Online checks for buggy water

The LAWAmap showing swimming spots in the Bay where water is checked.

The launch of ‘Can I swim here?' data on New Zealand's leading environmental monitoring website, means people can check the best swimming sports online and how they rank for water quality.

The launch on the Land, Air, Water, Aotearoa (LAWA) website means people can check where the best swimming spots are in their region and how they rank for water quality.

It coincides with the start of Bay of Plenty Regional Council's summer water quality testing.

The annual monitoring of popular Bay swimming spots will continue until March 2017.

Regional Council environmental scientist Paul Scholes says it's undertaken every summer to check how safe each spot is for swimming.

“We regularly take samples between November and March, monitoring more than 50 river and stream, lake, beach and estuary sites.

“Water quality affects everyone. While the Bay of Plenty's water quality is generally good, bacteria can affect swimmability.”

• _INFORMATION SUPPLIED_

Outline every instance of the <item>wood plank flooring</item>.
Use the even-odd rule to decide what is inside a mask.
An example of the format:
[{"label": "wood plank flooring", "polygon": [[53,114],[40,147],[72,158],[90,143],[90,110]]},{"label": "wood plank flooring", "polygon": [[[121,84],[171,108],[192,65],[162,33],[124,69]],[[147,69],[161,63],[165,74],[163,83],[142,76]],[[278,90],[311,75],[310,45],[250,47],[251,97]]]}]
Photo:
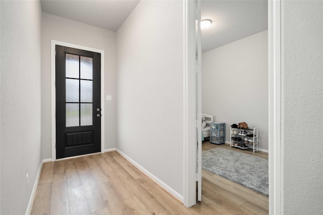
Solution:
[{"label": "wood plank flooring", "polygon": [[116,152],[96,154],[44,164],[31,214],[268,214],[268,197],[204,170],[202,188],[188,208]]}]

• _ABOUT THIS TASK_
Do these statements agree with the article on online swimming-water checks? For each, answer yes or no and quote the words from the article that decide it.
(a) Water samples are taken between November and March.
(b) Fewer than 50 sites are monitored.
(c) The Bay of Plenty's water quality is described as generally poor.

• _REPLY_
(a) Yes: "We regularly take samples between November and March"
(b) No: "monitoring more than 50 river and stream, lake, beach and estuary sites"
(c) No: "While the Bay of Plenty's water quality is generally good"